Required action:
What follows is a set of records. Repeat every one of them exactly.

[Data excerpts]
==========
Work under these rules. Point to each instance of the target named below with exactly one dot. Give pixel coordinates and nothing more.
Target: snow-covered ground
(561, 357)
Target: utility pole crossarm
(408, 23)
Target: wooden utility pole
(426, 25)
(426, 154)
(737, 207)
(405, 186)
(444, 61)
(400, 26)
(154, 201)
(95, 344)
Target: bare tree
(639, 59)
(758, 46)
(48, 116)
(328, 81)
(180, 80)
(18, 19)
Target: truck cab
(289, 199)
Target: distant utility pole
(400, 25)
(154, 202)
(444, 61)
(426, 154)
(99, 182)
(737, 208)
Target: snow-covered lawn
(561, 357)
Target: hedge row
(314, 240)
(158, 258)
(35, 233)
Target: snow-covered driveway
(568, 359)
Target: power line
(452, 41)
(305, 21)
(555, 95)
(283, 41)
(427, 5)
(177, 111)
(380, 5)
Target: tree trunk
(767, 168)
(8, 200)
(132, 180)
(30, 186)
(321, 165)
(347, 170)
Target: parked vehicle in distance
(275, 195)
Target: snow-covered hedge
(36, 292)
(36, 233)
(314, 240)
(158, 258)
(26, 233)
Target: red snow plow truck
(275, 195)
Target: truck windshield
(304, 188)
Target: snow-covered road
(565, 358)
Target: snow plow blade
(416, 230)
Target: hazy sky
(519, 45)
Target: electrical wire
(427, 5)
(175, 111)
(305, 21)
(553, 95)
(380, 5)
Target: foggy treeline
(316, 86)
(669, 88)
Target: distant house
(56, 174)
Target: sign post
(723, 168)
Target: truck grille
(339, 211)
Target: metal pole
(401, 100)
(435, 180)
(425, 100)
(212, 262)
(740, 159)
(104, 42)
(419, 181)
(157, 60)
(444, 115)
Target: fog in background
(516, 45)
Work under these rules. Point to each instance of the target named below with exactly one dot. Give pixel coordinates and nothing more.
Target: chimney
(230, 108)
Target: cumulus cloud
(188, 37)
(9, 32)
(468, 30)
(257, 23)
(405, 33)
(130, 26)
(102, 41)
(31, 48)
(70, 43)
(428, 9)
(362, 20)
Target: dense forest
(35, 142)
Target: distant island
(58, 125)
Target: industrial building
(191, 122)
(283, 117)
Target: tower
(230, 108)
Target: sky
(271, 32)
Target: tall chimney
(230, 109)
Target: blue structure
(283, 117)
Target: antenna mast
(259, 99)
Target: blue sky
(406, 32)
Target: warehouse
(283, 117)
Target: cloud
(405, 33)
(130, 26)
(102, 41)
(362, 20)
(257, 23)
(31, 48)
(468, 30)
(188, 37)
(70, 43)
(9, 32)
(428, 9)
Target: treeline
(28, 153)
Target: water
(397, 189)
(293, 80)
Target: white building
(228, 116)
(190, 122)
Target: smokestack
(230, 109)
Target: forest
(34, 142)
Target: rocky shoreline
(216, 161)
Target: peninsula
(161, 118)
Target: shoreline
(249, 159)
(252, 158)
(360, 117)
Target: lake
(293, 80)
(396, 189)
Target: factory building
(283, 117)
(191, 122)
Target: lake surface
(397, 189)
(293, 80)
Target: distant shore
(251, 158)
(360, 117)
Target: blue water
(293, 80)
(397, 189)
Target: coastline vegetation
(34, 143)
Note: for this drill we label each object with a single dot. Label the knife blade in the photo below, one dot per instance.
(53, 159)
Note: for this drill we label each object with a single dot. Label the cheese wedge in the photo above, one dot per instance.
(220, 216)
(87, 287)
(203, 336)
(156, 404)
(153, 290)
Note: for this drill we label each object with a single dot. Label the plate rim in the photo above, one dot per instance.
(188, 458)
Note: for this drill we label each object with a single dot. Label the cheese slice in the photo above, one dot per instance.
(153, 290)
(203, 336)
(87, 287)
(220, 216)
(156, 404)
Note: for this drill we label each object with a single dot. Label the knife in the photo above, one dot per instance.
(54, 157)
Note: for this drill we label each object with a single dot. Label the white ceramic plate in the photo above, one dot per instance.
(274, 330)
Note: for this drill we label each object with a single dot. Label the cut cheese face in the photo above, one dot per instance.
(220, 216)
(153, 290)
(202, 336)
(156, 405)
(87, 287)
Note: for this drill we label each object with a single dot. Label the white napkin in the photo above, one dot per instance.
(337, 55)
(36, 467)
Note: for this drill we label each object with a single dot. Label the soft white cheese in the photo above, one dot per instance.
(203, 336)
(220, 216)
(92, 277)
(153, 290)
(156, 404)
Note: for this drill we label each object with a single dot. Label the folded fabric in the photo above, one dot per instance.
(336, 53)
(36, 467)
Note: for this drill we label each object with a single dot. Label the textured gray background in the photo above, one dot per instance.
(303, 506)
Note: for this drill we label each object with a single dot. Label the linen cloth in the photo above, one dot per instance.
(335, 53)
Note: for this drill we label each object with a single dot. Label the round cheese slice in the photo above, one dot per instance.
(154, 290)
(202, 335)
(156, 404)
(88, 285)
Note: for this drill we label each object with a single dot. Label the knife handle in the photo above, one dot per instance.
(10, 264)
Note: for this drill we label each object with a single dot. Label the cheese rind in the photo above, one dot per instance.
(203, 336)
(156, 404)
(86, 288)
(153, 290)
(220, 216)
==========
Response to the task:
Work under these rules. Point to each instance of the target named below with exactly one dot. Give pixel coordinates and nothing more.
Target: snow-covered ground
(561, 357)
Target: utility pole crossarm
(408, 23)
Target: wooden utility pole
(426, 25)
(426, 154)
(737, 207)
(405, 186)
(444, 61)
(400, 26)
(154, 201)
(95, 344)
Target: bare tree
(639, 59)
(758, 46)
(48, 116)
(328, 81)
(180, 80)
(18, 19)
Target: truck cab
(289, 199)
Target: distant utility pole
(400, 25)
(154, 202)
(444, 61)
(426, 154)
(99, 182)
(737, 208)
Target: snow-covered lawn
(561, 357)
Target: hedge row
(314, 240)
(158, 258)
(35, 233)
Target: snow-covered driveway
(568, 359)
Target: power line
(452, 41)
(305, 21)
(555, 95)
(283, 41)
(427, 5)
(177, 111)
(380, 5)
Target: tree trunk
(767, 168)
(8, 200)
(132, 180)
(30, 186)
(321, 165)
(347, 170)
Target: parked vehicle in distance
(275, 195)
Target: snow-covered hedge
(36, 292)
(36, 233)
(314, 240)
(158, 258)
(26, 233)
Target: red snow plow truck
(275, 195)
Target: truck windshield
(304, 188)
Target: snow-covered road
(565, 358)
Target: snow plow blade
(416, 230)
Target: hazy sky
(519, 45)
Target: electrical wire
(427, 5)
(175, 111)
(305, 21)
(553, 95)
(380, 5)
Target: foggy treeline
(316, 86)
(669, 88)
Target: distant house
(56, 174)
Target: sign post
(723, 168)
Target: truck grille
(339, 211)
Target: metal pole
(401, 100)
(435, 180)
(425, 100)
(212, 262)
(740, 159)
(104, 42)
(419, 181)
(157, 60)
(444, 115)
Target: fog in background
(516, 45)
Work under these rules. Point to each instance of the target named below with exactly one dot. Give pixel coordinates and nothing more.
Target: chimney
(230, 108)
Target: cumulus cloud
(188, 37)
(9, 32)
(468, 30)
(257, 23)
(405, 33)
(130, 26)
(102, 41)
(31, 48)
(70, 43)
(428, 9)
(362, 20)
Target: dense forest
(35, 142)
Target: distant island
(58, 125)
Target: industrial building
(191, 122)
(283, 117)
Target: tower
(230, 108)
Target: sky
(271, 32)
Target: tall chimney
(230, 109)
Target: blue structure
(283, 117)
Target: antenna mast
(259, 99)
Target: blue sky
(406, 32)
Target: warehouse
(283, 117)
Target: cloud
(405, 33)
(130, 26)
(102, 41)
(362, 20)
(257, 23)
(31, 48)
(468, 30)
(188, 37)
(70, 43)
(9, 32)
(428, 9)
Target: treeline
(28, 153)
Target: water
(397, 189)
(293, 80)
Target: white building
(228, 116)
(190, 122)
Target: smokestack
(230, 109)
Target: forest
(34, 142)
Target: rocky shoreline
(216, 161)
Target: peninsula
(161, 118)
Target: shoreline
(249, 159)
(252, 158)
(360, 117)
Target: lake
(293, 80)
(396, 189)
Target: factory building
(283, 117)
(191, 122)
Target: lake surface
(397, 189)
(293, 80)
Target: distant shore
(251, 158)
(360, 117)
Target: blue water
(293, 80)
(397, 189)
Target: coastline vegetation
(34, 143)
Note: for this drill we label each object with a single dot. Label the knife blade in the photo below, one dot per instance.
(53, 159)
Note: for this drill we label each object with a single dot. Label the cheese wedge in the photo above, one dot per instance.
(220, 216)
(87, 287)
(203, 336)
(156, 404)
(153, 290)
Note: for this drill we label each object with a single dot. Label the plate rim in the photo above, one dot per instance.
(188, 458)
Note: for this drill we label each object with a single dot. Label the cheese slice in the photo above, one dot per instance.
(153, 290)
(203, 336)
(87, 287)
(220, 216)
(156, 404)
Note: for this drill we label each object with a single dot. Label the knife in the photo above, one dot per instance.
(54, 157)
Note: for this drill we label each object with a single dot. Label the white ceramic plate in the photo above, one dot per instance.
(274, 330)
Note: for this drill we label each object with a single dot. Label the cut cheese face in the photo above, one dot per instance.
(220, 216)
(153, 290)
(202, 336)
(156, 405)
(87, 287)
Note: for this drill we label each object with a single dot. Label the white napkin in the photo above, one dot per instance.
(337, 55)
(36, 467)
Note: for this drill we label each object with a single dot. Label the soft white cheese in the photo above, one dot per instance.
(203, 336)
(220, 216)
(92, 277)
(153, 290)
(156, 404)
Note: for this drill we label each object with a single dot. Label the folded fabric in the photo above, one dot per instance.
(336, 53)
(36, 467)
Note: for this drill we label each object with a single dot. Label the textured gray background in the photo above, one dot per instance.
(303, 506)
Note: for this drill we label each object with a single dot. Label the linen cloth in the photo above, one dot per instance.
(335, 53)
Note: for this drill we label each object with a single dot. Label the round cheese slice in the photo above, one dot per instance.
(154, 290)
(202, 335)
(156, 404)
(88, 285)
Note: for this drill we label each object with a single dot. Label the knife handle in the photo above, one dot per instance.
(10, 264)
Note: for this drill we label each object with a single dot. Label the cheese rind in the photo above, one dot per instance.
(203, 336)
(156, 404)
(86, 288)
(153, 290)
(220, 216)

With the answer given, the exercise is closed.